Source —
----------------------------------------

February 22, 2022

The "Return of the Strong Gods"

This post is adapted from a chapter in my new book, How to Think About Democracy in the 21st Century.

R.R. Reno, a conservative theologian, offers an interesting thesis. According to Reno, the first half of the 20th century was defined by the very powerful “strong gods” of nationalism, racism, communism, and fascism. The postwar world, in the US, Europe, and elsewhere, is defined in reaction to and against these things, as a series of “anti-“ ideas. Anti-racism, anti-fascism, anti-communism. In their place we have promoted “weak gods” like tolerance, difference, openness, and so on, to preserve our society against those earlier, bloody threats that mobilized people’s passions with religious fervor. In some manner, these earlier strong gods seem to be coming back.

Like conservative political theorist Patrick Deneen, Reno argues that this postwar liberalism was too weak and too individualistic to hold a society together. It therefore undermined itself, which led in turn to people seeking stronger forms of meaning, connection, and politics. Hence, the “return of the strong gods.” There is much to this thesis. We could think of it as the return of history thesis, an antidote to the triumphalist (and misguided) end of history thesis.

----------------------------------------

(Location identification entries)

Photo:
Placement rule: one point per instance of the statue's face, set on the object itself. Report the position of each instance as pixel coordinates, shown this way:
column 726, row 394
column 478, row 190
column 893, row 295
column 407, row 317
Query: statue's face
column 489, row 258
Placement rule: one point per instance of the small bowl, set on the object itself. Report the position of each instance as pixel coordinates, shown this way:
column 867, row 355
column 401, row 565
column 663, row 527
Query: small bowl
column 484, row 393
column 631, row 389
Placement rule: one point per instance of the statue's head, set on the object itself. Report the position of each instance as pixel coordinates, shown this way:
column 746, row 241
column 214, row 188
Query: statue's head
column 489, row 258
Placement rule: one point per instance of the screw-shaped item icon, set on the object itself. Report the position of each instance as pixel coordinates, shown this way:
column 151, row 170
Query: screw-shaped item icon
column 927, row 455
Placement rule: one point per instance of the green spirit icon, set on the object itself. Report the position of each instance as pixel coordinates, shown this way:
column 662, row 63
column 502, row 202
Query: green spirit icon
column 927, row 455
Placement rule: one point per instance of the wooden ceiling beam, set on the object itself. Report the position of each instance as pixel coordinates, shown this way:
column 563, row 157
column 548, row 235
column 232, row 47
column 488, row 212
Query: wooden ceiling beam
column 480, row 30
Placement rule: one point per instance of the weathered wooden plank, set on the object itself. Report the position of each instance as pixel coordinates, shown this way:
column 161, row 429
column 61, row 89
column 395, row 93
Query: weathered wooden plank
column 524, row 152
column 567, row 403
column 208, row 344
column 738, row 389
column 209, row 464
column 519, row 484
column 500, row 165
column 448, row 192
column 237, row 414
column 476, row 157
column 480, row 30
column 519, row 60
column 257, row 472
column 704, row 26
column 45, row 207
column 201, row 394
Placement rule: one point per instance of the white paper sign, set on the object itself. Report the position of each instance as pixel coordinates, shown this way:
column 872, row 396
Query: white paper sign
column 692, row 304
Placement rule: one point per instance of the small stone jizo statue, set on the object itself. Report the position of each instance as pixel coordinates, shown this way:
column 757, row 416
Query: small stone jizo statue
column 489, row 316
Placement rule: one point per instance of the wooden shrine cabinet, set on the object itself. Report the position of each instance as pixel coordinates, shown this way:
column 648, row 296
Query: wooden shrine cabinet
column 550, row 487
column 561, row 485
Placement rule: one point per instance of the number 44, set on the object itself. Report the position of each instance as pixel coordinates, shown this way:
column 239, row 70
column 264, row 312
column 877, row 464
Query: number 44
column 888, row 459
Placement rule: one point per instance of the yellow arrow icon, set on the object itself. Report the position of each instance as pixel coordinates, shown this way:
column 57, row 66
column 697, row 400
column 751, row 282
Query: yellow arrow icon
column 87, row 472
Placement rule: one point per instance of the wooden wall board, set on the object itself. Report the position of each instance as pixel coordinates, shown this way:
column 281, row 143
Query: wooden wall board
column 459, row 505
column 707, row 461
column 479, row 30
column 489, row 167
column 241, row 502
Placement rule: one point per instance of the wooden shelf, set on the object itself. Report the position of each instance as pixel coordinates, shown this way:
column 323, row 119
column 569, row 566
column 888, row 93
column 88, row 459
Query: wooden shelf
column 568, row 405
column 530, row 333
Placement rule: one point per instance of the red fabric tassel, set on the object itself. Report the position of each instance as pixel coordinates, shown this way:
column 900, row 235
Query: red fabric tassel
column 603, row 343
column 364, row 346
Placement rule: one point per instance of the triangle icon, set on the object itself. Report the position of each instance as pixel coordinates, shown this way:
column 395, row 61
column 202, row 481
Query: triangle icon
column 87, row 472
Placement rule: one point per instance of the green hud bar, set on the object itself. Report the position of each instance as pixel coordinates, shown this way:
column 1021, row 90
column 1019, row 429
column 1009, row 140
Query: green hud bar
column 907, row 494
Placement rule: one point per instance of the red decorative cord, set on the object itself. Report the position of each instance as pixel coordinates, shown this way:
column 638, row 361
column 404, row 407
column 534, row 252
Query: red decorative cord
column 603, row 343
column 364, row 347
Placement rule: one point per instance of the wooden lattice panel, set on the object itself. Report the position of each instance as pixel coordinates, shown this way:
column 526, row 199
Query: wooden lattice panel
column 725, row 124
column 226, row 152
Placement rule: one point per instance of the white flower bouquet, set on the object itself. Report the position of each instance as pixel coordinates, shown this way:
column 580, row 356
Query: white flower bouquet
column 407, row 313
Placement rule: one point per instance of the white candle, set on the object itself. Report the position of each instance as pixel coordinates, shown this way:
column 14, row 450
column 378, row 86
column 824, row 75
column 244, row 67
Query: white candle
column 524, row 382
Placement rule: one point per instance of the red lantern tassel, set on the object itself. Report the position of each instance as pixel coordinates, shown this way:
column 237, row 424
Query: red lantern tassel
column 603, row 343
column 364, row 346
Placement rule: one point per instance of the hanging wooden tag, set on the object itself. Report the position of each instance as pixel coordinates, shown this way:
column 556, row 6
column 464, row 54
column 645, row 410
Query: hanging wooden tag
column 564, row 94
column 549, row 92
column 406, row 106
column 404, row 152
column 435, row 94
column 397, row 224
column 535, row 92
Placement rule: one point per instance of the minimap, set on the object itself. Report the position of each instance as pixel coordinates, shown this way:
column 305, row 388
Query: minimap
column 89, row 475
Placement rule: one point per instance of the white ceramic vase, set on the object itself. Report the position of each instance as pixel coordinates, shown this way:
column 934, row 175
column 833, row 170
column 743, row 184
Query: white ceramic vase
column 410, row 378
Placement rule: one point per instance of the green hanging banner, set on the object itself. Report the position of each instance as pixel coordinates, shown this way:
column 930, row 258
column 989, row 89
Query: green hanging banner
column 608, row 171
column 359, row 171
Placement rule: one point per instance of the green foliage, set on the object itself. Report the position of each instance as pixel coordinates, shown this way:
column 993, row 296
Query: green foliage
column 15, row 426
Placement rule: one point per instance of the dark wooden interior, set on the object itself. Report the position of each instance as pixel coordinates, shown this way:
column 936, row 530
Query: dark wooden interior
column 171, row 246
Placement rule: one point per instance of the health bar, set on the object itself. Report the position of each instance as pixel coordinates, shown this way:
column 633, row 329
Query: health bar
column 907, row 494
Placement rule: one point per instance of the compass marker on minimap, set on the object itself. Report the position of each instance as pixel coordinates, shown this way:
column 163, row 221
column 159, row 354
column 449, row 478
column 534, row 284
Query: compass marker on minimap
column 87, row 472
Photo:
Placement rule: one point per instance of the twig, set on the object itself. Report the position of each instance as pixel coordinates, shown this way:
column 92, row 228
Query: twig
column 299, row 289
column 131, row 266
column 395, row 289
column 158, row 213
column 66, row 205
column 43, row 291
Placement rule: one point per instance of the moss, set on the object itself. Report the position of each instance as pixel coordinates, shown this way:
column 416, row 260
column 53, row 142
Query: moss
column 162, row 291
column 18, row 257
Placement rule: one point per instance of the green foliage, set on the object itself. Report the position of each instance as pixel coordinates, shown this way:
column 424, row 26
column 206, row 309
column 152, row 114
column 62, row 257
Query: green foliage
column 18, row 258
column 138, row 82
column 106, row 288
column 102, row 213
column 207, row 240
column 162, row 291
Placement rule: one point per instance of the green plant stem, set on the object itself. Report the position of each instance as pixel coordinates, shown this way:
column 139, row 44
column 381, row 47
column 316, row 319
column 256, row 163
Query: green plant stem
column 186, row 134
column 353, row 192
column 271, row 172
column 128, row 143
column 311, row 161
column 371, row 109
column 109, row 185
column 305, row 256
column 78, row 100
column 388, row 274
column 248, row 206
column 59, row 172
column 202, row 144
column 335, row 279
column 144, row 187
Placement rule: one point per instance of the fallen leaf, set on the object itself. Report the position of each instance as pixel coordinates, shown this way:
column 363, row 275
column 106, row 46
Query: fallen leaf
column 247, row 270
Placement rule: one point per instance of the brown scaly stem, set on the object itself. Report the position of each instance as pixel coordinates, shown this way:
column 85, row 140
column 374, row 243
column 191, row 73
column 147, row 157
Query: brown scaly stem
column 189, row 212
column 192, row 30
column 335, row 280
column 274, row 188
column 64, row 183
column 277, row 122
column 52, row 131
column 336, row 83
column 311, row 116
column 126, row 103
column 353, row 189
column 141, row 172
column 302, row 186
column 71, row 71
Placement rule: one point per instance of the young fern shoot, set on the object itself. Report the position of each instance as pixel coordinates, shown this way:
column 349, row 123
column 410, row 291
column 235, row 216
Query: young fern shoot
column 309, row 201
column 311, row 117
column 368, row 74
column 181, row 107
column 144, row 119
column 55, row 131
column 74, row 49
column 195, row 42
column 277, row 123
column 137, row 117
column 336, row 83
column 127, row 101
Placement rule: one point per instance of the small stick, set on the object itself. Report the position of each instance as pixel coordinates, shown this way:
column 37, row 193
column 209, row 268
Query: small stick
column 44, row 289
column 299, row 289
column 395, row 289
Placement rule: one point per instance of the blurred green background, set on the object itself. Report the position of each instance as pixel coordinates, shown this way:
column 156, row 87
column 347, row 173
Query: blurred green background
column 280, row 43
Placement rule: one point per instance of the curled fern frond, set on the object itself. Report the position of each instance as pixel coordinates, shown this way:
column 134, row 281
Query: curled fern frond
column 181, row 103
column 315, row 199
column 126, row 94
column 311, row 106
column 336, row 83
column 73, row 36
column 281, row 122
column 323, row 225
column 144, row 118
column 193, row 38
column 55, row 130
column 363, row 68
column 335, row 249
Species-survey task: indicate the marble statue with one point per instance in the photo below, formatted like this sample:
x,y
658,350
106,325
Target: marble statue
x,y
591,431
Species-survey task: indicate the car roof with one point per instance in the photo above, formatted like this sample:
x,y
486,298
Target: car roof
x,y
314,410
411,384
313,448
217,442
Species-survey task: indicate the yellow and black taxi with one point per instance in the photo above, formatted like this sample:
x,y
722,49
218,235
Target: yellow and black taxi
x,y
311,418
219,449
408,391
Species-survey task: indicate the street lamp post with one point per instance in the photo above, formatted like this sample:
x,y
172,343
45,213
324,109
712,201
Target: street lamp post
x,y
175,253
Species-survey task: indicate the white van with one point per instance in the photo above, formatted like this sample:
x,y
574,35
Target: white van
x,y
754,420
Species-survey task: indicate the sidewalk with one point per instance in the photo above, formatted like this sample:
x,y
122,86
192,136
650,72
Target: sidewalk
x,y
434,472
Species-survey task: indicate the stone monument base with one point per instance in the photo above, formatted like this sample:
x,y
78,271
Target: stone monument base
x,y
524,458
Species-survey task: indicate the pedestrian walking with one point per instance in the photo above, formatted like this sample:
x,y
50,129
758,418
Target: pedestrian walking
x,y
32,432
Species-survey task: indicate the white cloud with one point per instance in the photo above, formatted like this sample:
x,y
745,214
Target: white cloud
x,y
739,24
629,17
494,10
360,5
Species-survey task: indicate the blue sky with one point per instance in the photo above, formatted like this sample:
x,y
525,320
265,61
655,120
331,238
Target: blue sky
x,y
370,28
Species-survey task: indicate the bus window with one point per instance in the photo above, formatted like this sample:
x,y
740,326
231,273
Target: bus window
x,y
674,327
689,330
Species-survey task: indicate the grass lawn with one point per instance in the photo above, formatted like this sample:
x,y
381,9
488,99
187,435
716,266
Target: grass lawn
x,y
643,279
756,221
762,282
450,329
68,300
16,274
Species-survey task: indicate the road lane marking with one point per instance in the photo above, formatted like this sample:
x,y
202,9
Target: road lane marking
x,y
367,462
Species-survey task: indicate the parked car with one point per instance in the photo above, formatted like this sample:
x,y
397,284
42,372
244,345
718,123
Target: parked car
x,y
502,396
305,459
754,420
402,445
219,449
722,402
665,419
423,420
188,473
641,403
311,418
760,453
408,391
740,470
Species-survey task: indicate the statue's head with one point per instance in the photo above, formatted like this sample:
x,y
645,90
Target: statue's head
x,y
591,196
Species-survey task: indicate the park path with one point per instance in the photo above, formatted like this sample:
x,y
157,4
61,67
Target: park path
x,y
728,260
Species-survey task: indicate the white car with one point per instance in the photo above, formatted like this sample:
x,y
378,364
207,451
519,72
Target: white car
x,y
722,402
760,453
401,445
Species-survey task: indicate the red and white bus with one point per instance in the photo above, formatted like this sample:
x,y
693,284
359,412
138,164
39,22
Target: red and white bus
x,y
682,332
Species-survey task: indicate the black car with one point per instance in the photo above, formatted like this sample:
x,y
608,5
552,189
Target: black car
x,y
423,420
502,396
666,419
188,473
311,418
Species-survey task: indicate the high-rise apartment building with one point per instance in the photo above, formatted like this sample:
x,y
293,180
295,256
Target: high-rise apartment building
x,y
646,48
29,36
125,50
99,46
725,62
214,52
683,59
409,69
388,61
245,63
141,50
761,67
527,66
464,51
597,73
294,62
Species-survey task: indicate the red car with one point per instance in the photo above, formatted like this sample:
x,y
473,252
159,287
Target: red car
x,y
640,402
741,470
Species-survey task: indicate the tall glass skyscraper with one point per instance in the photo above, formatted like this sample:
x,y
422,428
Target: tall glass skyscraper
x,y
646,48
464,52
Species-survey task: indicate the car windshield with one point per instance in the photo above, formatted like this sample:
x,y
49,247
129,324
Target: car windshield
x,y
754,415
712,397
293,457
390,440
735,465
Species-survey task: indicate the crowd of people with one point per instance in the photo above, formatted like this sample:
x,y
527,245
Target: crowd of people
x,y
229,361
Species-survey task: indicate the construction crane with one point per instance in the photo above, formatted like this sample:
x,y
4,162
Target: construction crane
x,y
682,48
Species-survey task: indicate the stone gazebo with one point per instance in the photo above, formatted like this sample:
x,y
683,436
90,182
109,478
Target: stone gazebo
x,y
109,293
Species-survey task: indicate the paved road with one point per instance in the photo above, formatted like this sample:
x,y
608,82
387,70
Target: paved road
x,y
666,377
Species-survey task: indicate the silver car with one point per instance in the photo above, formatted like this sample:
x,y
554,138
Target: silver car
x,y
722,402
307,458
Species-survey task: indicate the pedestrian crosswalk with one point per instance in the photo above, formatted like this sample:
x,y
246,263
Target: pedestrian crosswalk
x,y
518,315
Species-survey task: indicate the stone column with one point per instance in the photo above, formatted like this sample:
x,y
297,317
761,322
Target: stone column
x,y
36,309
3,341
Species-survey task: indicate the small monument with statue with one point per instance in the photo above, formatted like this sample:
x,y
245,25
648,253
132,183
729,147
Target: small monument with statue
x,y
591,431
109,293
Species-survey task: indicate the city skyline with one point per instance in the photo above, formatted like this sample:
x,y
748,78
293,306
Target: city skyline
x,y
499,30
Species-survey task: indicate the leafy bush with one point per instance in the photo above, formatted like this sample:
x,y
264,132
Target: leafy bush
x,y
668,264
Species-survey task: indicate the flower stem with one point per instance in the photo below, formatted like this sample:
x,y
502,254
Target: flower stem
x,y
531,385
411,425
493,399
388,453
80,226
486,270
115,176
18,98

----------------------------------------

Task set —
[1] Please retype the part of the essay on the "strong gods" starting with "Like conservative political" and going on through "of history thesis.".
[2] According to the essay on the "strong gods," which four "strong gods" defined the first half of the 20th century in Reno's view?
[3] Carry on the essay on the "strong gods," picking up after its final sentence.

Expected results —
[1]
Like conservative political theorist Patrick Deneen, Reno argues that this postwar liberalism was too weak and too individualistic to hold a society together. It therefore undermined itself, which led in turn to people seeking stronger forms of meaning, connection, and politics. Hence, the “return of the strong gods.” There is much to this thesis. We could think of it as the return of history thesis, an antidote to the triumphalist (and misguided) end of history thesis.

[2] Nationalism, racism, communism, and fascism.

[3]
This thesis overlaps with and resonates with much of the critique offered by the left, which is deeply opposed not just to extreme neoliberal economic policies but to the very individualist political theory that informs such policies, which deprives us of community, the common good, and other shared elements necessary for participation in democratic citizenship (Wendy Brown, for instance, makes some of these points).


Francis Fukuyama was right when he stressed that 20th century state-centered communism, as a challenger to the west, was not just an economic or political ideology but really a comprehensive worldview and powerful collective narrative. When it died it left many countries and people without any shared narrative to make sense of their world. The problem, as conservatives like Reno and Deneen note, is that the liberal democratic countries also lack a unifying narrative. Hyper-individualism is not adequate to bind a society together.


These concerns are not limited to the right. If anything, they have become as or more prominent on the left. Whereas many on the right have embraced the attempt to marketize and privatize all aspects of life, participatory democrats like Benjamin Barber have demonstrated how local participation could create strong, democratic forms of citizenship. Historians like Christopher Lasch combined elements of left and right thinking in their critique of American individualism. Communitarian-oriented thinkers from the center to the left, such as Michael Sandel, Charles Taylor, and Michael Walzer have been exploring these considerations for decades. Radical democrats like Wendy Brown and Sheldon Wolin have critiqued the totalizing and hollowing power of markets. It is some of these very concerns that led to my dissertation chapter “Is Democratic Community Possible?”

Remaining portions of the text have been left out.